(DIRECTIONS)
Below are some records. Repeat exactly the lines from the one containing "Can you find the cat's eye?" through the final line.

----------------------------------------

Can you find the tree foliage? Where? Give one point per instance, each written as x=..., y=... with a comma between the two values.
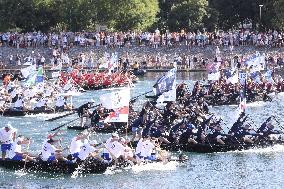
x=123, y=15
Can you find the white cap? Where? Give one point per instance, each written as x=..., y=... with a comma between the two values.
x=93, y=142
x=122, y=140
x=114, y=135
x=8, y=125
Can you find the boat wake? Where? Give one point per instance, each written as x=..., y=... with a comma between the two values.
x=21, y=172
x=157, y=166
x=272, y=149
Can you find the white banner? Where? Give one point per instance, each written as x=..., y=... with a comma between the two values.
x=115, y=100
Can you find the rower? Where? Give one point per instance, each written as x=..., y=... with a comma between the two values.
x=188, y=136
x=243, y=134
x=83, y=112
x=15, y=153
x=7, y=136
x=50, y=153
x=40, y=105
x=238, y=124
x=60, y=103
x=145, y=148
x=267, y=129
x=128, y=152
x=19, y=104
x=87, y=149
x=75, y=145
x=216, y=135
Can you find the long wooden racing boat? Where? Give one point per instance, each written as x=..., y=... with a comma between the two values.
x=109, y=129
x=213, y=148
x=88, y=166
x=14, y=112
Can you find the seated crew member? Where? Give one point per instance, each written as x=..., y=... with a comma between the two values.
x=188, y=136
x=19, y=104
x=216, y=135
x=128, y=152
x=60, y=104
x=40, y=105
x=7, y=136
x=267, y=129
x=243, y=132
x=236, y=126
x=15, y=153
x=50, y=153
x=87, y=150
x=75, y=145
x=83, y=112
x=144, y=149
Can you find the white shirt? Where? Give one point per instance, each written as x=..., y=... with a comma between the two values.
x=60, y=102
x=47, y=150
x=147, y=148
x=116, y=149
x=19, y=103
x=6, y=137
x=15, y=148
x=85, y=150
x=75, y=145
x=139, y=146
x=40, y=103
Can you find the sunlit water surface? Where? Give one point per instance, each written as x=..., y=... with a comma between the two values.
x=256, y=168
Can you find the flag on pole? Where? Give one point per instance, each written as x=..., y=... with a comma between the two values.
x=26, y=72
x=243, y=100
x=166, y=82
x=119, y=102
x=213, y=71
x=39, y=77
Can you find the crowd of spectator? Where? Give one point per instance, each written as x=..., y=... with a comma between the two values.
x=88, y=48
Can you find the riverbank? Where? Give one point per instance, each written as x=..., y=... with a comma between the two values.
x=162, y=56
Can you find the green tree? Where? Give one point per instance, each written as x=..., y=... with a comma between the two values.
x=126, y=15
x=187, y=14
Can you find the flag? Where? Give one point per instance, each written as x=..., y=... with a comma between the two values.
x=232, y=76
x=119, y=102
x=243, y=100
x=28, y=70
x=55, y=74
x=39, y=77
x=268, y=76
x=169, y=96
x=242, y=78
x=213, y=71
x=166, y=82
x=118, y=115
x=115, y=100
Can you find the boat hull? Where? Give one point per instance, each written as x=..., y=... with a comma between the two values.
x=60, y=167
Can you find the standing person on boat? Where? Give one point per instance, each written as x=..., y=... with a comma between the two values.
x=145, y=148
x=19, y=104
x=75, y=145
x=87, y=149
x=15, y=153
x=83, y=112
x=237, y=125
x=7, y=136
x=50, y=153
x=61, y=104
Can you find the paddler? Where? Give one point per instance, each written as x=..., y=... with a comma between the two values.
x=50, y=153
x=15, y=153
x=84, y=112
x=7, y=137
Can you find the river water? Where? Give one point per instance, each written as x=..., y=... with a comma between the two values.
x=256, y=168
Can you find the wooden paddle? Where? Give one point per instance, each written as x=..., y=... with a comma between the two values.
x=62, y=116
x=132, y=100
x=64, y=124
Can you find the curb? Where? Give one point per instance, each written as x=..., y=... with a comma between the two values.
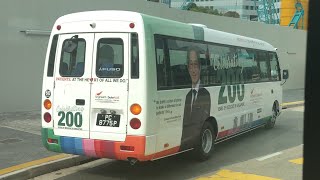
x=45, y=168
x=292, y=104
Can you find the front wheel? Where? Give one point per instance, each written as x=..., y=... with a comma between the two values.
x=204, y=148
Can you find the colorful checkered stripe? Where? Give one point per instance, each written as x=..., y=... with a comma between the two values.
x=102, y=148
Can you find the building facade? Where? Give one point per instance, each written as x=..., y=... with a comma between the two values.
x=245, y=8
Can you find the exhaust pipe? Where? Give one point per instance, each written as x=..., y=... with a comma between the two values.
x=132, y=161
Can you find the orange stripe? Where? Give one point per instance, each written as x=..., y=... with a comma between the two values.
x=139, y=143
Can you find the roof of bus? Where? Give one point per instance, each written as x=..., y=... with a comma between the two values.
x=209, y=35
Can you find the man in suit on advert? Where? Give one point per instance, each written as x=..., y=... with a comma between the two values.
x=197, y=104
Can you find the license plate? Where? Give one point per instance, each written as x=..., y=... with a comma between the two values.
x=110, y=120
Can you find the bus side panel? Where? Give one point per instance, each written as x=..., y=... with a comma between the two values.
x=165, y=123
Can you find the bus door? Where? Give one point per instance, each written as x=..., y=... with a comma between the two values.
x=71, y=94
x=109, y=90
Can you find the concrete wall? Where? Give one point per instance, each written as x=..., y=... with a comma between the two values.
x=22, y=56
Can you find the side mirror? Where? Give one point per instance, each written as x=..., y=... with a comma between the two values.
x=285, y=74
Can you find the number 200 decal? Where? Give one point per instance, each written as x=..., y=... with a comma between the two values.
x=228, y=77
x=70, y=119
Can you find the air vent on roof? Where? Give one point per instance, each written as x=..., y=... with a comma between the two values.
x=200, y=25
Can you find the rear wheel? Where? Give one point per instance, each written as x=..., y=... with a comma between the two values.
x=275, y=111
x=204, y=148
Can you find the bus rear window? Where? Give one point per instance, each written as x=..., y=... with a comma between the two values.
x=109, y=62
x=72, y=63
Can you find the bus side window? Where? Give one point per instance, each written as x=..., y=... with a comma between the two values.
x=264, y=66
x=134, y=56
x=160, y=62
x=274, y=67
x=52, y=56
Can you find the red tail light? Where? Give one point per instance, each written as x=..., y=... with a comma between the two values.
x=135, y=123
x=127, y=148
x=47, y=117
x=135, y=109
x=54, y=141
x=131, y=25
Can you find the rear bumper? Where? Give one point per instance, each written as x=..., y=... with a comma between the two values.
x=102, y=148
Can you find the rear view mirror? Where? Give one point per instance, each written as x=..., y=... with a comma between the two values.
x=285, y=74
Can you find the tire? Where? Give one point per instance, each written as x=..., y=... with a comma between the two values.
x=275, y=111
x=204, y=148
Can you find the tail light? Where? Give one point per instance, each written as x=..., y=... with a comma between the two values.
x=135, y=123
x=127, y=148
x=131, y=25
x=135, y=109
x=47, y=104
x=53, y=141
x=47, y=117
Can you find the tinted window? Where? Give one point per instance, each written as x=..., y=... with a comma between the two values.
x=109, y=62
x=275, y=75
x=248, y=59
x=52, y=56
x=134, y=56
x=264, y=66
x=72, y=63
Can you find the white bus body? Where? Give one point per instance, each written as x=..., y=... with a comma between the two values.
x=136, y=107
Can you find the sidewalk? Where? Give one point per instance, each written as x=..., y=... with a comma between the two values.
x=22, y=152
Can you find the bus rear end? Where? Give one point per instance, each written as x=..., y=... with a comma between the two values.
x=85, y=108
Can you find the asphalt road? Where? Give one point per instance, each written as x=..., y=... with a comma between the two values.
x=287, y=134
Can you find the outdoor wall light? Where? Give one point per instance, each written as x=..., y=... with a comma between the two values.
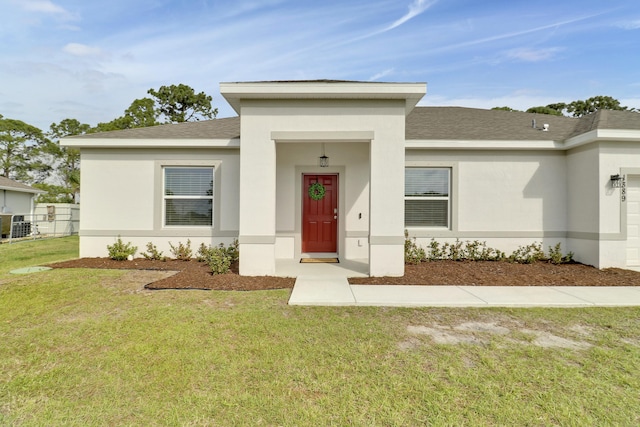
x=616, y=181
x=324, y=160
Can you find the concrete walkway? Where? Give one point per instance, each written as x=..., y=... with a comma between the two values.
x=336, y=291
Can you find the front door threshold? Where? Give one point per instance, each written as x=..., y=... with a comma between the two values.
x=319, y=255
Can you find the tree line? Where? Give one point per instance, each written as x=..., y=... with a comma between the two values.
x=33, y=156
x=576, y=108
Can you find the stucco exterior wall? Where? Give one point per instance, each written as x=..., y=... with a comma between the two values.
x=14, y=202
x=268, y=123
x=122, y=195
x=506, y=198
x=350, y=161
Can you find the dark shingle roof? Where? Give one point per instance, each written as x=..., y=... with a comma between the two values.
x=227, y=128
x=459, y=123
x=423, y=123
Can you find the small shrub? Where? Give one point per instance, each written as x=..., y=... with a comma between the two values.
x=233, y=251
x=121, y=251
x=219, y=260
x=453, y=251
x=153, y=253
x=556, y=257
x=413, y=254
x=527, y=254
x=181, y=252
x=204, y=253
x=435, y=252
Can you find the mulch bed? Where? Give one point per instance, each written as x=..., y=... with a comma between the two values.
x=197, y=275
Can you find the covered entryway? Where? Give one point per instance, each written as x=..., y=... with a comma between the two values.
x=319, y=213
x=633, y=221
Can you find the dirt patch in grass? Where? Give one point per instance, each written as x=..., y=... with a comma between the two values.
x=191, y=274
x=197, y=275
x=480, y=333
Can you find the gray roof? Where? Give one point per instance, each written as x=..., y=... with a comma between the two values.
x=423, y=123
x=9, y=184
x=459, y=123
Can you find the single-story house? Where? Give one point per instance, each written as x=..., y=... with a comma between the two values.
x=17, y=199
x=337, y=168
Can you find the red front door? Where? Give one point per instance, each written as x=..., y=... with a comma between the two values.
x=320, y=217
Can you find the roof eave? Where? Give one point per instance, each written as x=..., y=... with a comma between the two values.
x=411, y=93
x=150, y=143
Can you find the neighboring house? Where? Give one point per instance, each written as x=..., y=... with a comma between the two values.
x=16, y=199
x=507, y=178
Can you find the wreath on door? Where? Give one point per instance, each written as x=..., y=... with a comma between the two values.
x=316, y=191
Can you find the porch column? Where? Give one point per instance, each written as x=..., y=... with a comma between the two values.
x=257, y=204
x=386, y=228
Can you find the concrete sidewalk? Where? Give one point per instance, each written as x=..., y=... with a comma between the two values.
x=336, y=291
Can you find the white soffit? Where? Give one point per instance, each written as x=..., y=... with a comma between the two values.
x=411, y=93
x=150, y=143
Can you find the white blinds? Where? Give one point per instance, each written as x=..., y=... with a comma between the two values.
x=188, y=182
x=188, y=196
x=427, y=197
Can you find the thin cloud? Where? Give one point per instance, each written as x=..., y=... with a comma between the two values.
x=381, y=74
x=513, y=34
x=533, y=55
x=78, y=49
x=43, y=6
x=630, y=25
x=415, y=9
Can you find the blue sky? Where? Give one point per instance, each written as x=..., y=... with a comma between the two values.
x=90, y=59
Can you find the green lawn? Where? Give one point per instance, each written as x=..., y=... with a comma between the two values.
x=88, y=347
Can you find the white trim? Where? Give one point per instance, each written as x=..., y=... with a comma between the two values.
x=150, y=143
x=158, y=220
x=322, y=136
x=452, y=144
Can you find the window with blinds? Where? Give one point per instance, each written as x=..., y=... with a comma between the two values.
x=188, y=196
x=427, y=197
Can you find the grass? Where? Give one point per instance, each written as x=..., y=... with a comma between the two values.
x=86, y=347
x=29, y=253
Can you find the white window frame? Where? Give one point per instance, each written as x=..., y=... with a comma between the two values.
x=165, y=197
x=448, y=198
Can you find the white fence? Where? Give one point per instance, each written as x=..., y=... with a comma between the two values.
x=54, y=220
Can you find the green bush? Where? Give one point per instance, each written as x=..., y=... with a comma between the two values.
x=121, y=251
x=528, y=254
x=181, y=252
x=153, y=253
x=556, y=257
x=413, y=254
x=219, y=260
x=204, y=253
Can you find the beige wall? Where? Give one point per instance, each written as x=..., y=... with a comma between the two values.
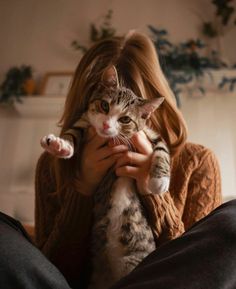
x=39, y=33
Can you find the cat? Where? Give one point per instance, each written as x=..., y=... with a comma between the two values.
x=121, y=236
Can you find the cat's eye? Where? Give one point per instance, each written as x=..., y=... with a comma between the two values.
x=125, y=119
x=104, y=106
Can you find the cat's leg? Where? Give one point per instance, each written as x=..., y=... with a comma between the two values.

----------------------------------------

(SOLUTION FOR THIS EXERCISE)
Can you find the cat's eye? Where? Give one point per instance, each written as x=..., y=... with a comma between the two values.
x=125, y=119
x=104, y=106
Can you find the cat's leg? Where? Give one point per instance, each written as x=..., y=... with a comma between the two values.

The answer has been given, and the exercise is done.